● TASK DESCRIPTION: Repeat the lines of the material below word for word, everything from the line containing "Exercise. Identify the blurred" down to the line containing "(1312, 426)", both of those lines included.
§
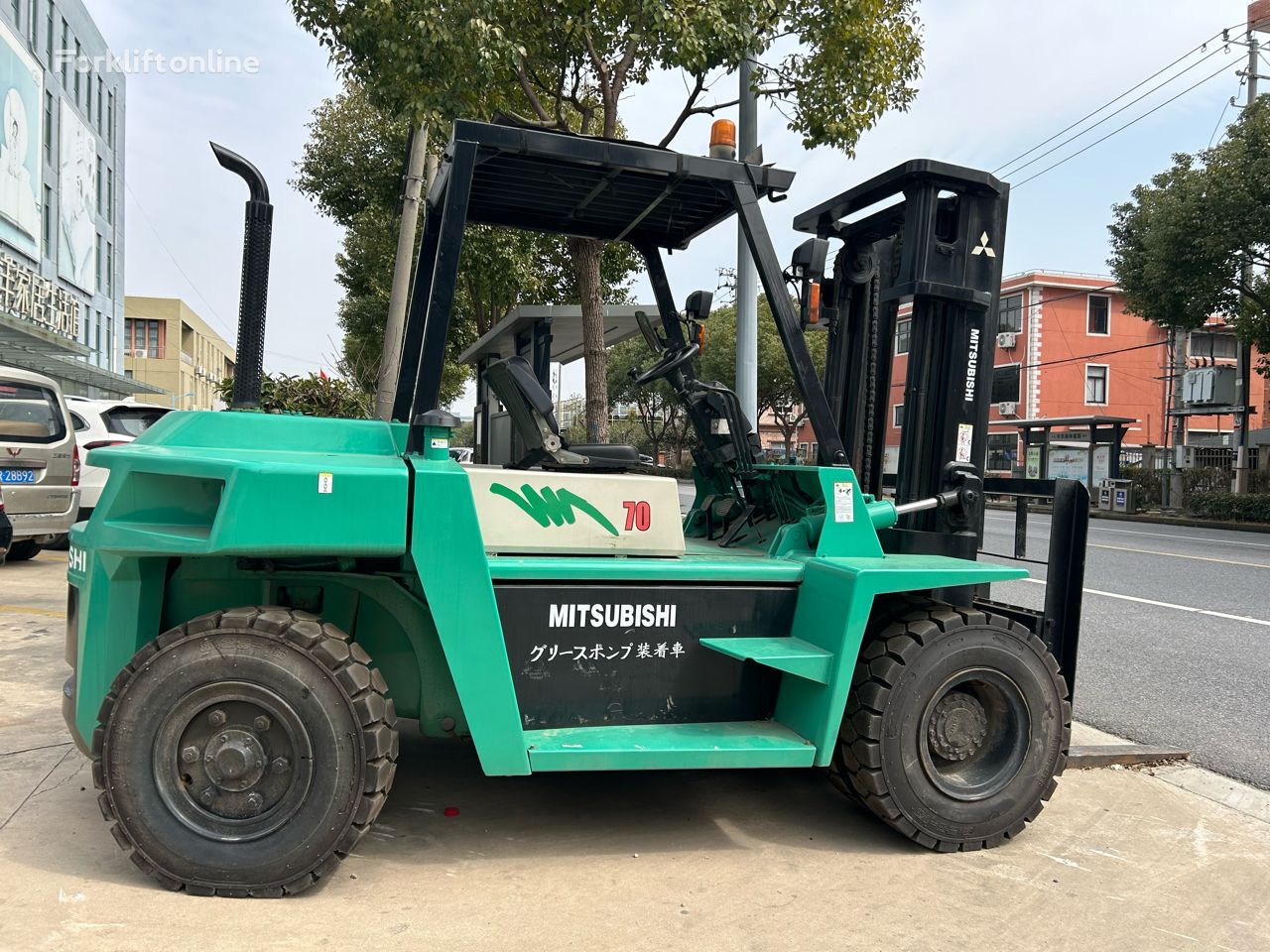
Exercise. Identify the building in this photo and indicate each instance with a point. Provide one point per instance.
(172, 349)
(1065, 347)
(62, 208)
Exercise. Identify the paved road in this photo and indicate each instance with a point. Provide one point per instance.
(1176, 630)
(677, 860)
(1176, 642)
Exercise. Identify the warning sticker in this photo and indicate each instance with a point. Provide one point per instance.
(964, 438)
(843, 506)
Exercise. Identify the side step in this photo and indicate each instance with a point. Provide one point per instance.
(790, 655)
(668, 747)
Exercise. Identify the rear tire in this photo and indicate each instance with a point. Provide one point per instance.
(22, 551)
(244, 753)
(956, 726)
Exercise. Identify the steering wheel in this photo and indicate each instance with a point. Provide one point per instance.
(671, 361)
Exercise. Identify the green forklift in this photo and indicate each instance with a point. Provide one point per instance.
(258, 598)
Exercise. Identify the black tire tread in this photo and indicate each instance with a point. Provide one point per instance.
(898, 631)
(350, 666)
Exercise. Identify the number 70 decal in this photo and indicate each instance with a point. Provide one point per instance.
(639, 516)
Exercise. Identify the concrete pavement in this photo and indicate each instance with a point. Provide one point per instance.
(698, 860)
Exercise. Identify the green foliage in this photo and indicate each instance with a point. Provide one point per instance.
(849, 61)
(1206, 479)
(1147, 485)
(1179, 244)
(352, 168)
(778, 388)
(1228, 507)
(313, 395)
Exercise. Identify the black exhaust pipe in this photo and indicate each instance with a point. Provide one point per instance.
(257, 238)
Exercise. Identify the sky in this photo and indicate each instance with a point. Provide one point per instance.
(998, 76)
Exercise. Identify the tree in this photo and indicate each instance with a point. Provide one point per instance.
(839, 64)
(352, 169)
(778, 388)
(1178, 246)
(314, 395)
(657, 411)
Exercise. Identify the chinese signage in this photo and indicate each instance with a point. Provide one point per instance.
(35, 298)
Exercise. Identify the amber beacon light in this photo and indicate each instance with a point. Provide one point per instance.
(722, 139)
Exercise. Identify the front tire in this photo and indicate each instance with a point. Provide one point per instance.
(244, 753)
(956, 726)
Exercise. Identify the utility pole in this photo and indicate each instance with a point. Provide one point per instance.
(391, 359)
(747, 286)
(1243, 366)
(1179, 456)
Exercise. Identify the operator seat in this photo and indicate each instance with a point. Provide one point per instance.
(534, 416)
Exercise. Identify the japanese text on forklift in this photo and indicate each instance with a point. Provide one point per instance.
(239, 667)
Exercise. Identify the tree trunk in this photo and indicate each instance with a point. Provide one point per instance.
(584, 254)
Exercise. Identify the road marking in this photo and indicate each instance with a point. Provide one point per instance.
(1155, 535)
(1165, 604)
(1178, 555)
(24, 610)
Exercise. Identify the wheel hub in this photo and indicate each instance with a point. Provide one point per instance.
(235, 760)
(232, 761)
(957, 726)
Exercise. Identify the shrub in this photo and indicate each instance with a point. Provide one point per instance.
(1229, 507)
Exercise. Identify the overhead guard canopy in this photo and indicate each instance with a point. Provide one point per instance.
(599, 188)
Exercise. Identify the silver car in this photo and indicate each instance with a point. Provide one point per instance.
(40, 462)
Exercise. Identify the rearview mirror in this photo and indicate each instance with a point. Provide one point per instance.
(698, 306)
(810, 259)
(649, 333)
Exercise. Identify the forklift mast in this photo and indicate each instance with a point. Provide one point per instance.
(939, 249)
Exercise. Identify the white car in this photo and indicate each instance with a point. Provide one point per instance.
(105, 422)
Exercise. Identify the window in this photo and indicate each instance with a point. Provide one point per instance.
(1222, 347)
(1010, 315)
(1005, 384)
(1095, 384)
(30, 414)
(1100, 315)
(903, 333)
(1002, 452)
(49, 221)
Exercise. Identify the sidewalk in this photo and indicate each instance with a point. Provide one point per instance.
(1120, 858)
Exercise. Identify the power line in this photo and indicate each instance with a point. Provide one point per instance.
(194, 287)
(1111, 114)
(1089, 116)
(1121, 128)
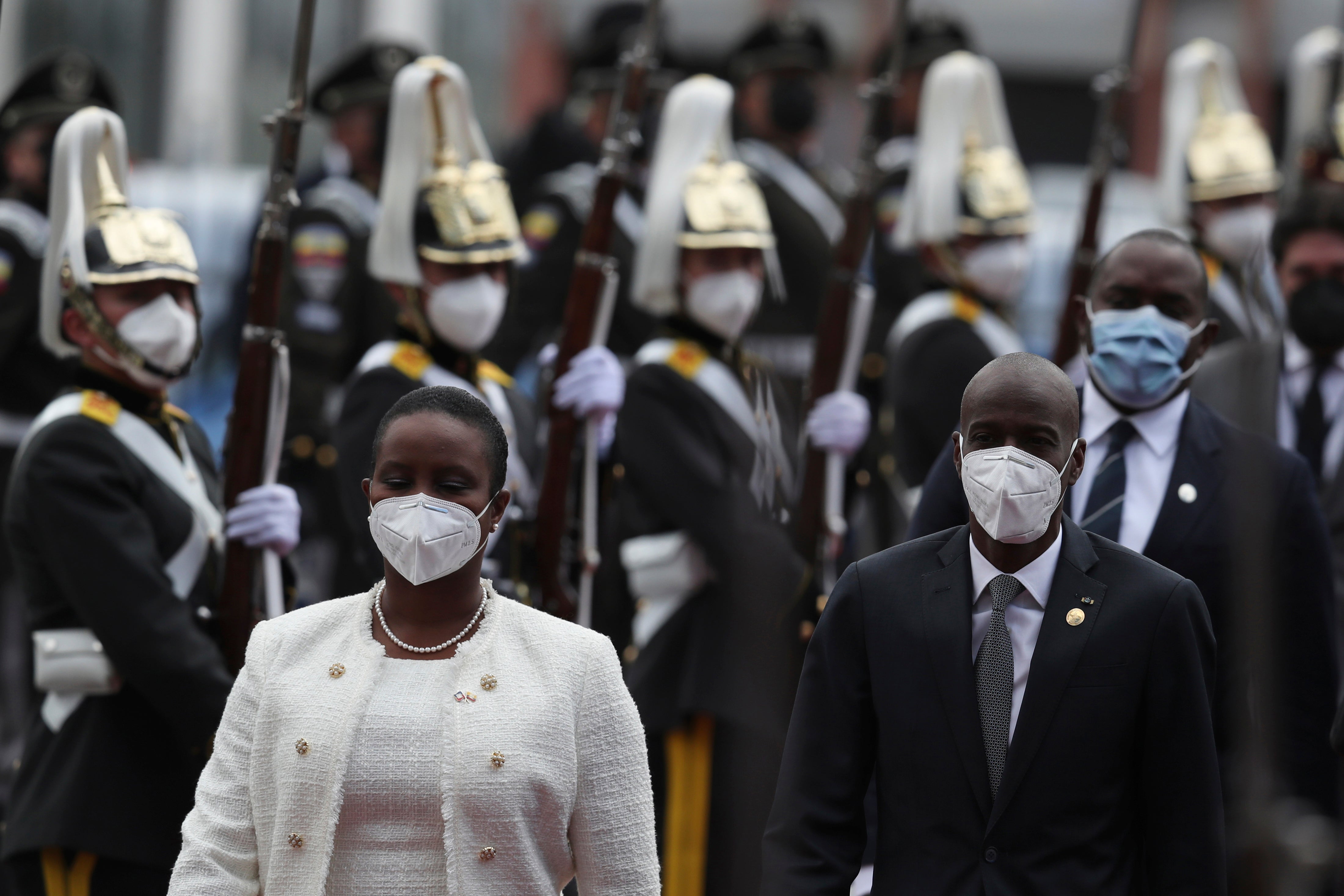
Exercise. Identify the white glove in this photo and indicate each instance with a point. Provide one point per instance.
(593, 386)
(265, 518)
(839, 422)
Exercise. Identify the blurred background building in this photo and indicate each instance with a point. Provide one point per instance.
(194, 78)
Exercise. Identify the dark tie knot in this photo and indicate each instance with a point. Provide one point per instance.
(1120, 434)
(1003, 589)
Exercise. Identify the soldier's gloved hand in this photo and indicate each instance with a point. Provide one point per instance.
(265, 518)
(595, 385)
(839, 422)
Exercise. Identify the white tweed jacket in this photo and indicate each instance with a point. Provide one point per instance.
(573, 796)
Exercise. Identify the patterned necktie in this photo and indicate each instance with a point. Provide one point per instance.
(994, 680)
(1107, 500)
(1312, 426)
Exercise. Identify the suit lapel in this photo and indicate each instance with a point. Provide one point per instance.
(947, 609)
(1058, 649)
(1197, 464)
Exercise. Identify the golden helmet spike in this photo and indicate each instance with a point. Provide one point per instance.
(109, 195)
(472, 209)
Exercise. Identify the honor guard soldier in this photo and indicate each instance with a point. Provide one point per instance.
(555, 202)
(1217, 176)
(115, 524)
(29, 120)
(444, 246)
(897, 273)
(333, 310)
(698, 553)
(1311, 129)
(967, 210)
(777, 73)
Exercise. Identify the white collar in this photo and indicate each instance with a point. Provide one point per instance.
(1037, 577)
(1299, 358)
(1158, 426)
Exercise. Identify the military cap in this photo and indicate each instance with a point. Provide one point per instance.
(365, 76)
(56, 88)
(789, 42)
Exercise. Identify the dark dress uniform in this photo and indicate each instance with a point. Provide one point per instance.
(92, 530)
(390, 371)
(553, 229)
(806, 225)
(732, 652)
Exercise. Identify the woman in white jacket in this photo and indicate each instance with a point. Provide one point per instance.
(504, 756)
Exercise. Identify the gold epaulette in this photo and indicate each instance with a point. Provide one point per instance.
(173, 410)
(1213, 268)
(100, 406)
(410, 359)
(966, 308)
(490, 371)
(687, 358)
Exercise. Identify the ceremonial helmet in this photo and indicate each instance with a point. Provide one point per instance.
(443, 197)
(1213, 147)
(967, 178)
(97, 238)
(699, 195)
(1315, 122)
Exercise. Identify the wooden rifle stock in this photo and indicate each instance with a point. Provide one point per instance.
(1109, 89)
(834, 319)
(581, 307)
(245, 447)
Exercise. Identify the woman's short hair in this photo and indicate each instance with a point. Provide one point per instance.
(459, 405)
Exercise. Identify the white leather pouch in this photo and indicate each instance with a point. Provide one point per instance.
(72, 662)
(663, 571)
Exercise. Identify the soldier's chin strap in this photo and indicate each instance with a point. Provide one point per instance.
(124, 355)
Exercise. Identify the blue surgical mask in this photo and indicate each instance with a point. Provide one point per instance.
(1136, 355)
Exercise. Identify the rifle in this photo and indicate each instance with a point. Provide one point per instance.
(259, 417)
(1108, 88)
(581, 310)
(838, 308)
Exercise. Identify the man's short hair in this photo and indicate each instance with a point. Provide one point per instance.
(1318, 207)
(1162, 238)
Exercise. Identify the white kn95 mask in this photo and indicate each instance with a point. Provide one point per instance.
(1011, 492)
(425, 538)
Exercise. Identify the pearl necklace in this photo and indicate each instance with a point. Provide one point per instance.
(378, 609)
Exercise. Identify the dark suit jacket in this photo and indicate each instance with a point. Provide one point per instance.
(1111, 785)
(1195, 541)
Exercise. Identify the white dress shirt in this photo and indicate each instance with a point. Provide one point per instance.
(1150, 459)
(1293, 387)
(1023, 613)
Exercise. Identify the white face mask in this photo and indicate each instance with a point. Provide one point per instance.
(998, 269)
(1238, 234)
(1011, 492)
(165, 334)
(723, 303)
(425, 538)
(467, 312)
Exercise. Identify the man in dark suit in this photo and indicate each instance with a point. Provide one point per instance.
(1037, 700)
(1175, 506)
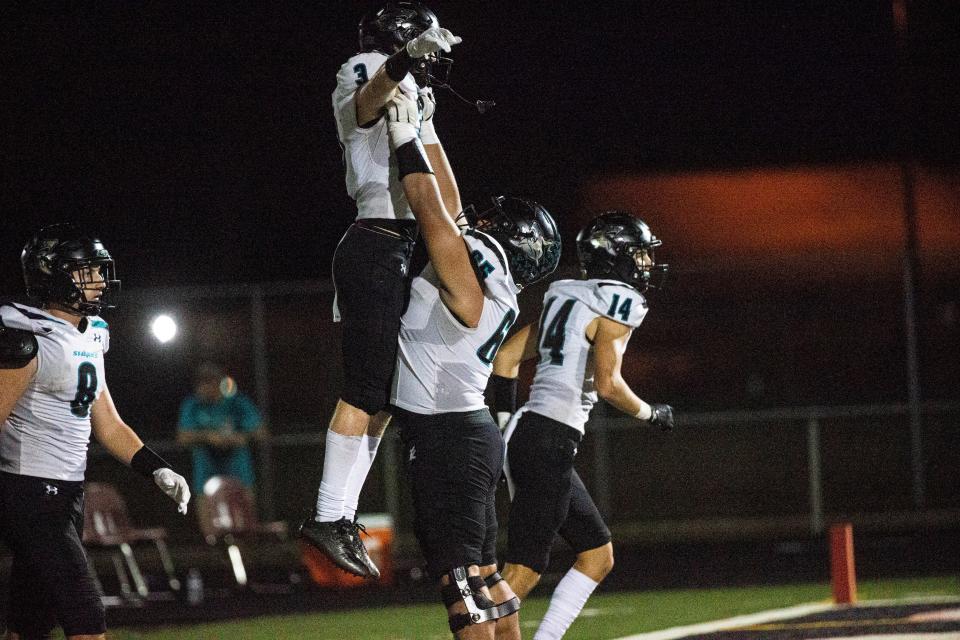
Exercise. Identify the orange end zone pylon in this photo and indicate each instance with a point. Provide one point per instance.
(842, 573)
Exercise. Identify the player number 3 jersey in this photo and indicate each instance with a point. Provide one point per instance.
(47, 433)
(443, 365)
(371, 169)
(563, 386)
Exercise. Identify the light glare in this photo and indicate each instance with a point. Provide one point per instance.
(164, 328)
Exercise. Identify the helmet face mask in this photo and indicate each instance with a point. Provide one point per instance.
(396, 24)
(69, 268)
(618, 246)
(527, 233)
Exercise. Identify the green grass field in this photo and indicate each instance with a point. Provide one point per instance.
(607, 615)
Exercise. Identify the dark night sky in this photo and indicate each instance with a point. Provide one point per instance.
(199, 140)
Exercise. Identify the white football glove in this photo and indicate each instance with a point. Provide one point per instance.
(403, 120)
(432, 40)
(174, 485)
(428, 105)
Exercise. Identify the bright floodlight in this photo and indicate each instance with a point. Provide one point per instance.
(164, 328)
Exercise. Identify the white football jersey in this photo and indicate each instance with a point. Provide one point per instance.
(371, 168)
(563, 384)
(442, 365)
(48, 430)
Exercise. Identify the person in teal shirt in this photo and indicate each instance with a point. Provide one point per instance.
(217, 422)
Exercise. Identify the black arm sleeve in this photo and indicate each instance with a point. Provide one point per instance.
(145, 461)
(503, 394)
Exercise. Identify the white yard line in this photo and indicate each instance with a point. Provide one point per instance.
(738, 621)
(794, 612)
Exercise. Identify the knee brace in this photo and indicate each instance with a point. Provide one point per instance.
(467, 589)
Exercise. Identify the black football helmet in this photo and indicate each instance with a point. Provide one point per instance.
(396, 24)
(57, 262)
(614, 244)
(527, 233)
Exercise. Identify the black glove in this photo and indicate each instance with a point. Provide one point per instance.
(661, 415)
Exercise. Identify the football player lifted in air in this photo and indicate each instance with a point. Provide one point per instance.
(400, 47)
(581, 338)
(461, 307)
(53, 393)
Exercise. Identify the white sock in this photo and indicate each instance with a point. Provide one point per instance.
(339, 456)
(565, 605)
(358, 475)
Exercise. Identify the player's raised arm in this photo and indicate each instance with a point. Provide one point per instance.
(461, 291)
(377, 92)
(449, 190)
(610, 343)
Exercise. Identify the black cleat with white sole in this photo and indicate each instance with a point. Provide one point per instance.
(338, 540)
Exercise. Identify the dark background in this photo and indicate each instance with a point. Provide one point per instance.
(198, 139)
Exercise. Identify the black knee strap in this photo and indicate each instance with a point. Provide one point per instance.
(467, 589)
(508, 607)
§
● EXERCISE ANSWER:
Exercise. Identify the blurred background building in this photo and indicate each instance with a point. Provide one point per instance.
(194, 78)
Exercise. Identify the dark tie knot in this photo and indicate each instance with a point. Provide one point per instance.
(1120, 434)
(1003, 589)
Exercise. Identify the soldier's gloved hand in this photo and indicate each instance with a point. Provide one point per instance.
(265, 518)
(595, 385)
(839, 422)
Exercise. Identify the white tweed jacket in this photo and indicate each instance with a point. Provide one point per instance.
(573, 796)
Exercise. Identify the patterned necktie in this photo and indicate each instance with a point. Provide one point per instance.
(994, 680)
(1107, 500)
(1312, 426)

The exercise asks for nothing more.